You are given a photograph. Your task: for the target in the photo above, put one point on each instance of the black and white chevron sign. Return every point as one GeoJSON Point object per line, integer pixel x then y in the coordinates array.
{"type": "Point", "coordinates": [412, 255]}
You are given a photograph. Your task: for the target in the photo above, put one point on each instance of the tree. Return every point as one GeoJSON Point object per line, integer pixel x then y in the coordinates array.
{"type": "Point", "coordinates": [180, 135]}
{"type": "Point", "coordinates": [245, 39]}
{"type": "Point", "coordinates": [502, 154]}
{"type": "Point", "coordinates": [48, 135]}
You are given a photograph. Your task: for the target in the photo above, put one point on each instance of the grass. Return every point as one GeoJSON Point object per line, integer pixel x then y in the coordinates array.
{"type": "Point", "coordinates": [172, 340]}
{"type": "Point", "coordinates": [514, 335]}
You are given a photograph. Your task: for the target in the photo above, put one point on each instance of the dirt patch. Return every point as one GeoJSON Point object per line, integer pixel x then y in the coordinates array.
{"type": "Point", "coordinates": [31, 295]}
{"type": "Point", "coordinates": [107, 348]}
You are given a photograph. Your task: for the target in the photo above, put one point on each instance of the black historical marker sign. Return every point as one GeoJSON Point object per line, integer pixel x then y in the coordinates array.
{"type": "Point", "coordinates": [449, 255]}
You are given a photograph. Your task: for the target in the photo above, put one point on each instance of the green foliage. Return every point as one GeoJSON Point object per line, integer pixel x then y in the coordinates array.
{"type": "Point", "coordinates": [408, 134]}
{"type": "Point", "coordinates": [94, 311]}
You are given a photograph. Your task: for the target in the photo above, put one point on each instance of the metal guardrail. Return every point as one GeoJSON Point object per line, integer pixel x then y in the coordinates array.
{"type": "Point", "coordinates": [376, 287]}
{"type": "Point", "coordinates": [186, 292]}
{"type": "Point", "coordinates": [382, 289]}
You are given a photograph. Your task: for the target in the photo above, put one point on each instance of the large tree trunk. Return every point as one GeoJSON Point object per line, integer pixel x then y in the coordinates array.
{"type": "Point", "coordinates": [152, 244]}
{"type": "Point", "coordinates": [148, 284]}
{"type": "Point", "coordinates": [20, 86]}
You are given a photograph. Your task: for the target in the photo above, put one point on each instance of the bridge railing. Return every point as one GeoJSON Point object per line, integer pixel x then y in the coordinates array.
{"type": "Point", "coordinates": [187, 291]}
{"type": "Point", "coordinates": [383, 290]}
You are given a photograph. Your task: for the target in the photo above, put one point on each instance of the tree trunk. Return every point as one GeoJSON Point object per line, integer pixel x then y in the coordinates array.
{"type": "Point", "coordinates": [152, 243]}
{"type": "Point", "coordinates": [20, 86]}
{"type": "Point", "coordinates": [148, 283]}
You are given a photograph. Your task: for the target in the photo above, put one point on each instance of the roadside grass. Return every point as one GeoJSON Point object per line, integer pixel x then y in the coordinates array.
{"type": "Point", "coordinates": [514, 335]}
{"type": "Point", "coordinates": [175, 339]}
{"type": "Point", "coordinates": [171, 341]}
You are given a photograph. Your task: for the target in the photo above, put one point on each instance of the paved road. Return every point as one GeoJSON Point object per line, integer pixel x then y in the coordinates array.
..........
__Aim of the exercise__:
Extract the complete listing verbatim.

__Exercise result__:
You are given a photograph. Your task: for the target in the photo above, put one point on each instance of the black and white chevron sign. Return every point as one GeoJSON Point object per line, integer pixel x then y in the coordinates array.
{"type": "Point", "coordinates": [412, 255]}
You are given a photograph. Your task: for the target in the photo above, put one point on each instance of the tree. Return every point as one GeoJSON Point object per line, integer pixel x then y in the coordinates array.
{"type": "Point", "coordinates": [180, 135]}
{"type": "Point", "coordinates": [245, 39]}
{"type": "Point", "coordinates": [502, 154]}
{"type": "Point", "coordinates": [48, 135]}
You are given a photograph. Your task: for the target in the photo above, put one point on each instance of the grass. Return every point as one GeoJSON Point object per line, integer pixel x then y in the coordinates array.
{"type": "Point", "coordinates": [172, 340]}
{"type": "Point", "coordinates": [514, 335]}
You are given a photograph. Your task: for the target in the photo above, put one point on each instance of the dirt patch. Return every point as one GeoJSON Point object per line, integer pixel x then y in the coordinates array.
{"type": "Point", "coordinates": [31, 295]}
{"type": "Point", "coordinates": [107, 348]}
You are given a photograph. Your task: for the target in the photo above, put one point on each instance of the black historical marker sign. Return every point as one GeoJSON Point object per line, integer pixel x then y in the coordinates array.
{"type": "Point", "coordinates": [449, 255]}
You are given a photograph. Your task: for the target in the photo above, put one point on each instance of the green foliage. Return every point as one GeoJSON Point object per line, integer pixel x then y in the coordinates array.
{"type": "Point", "coordinates": [408, 134]}
{"type": "Point", "coordinates": [94, 311]}
You are given a photograph. Your task: for the target in the photo above, put one point on each instance of the metal guardrail. Return every point as one GeoJSON Point object per line, integer pixel x then y in the coordinates array.
{"type": "Point", "coordinates": [376, 287]}
{"type": "Point", "coordinates": [186, 292]}
{"type": "Point", "coordinates": [382, 289]}
You are given a photograph. Your task: for the target in the photo above, put one point on each instance of the large tree trunk. Return every point as one GeoJSON Point object per line, integer pixel x then y in the coordinates array.
{"type": "Point", "coordinates": [152, 244]}
{"type": "Point", "coordinates": [148, 284]}
{"type": "Point", "coordinates": [20, 86]}
You are given a photograph. Your task: for the target in the photo above, put one point on each instance of the bridge railing. Return every point as one GeoJSON Point object per line, integer pixel x then y in the coordinates array.
{"type": "Point", "coordinates": [187, 291]}
{"type": "Point", "coordinates": [383, 290]}
You are given a photograph. Your task: for the target in the photo above, put one point on each instance of the tree trunk. Return every point as one GeoJSON Point object per line, integer pixel x then y in the coordinates array.
{"type": "Point", "coordinates": [152, 243]}
{"type": "Point", "coordinates": [20, 86]}
{"type": "Point", "coordinates": [148, 283]}
You are given a photograph. Your task: for the target in the photo above, put one point on each instance of the roadside grass. Return every point as one GeoJSON Point object per line, integer pixel x then y in the coordinates array.
{"type": "Point", "coordinates": [514, 335]}
{"type": "Point", "coordinates": [175, 339]}
{"type": "Point", "coordinates": [171, 341]}
You are given a photograph. Your task: for the target in the photo above, put one point on each instance of the paved road. Return every point as one GeoJSON Point object per line, integer pixel x then y in the coordinates array.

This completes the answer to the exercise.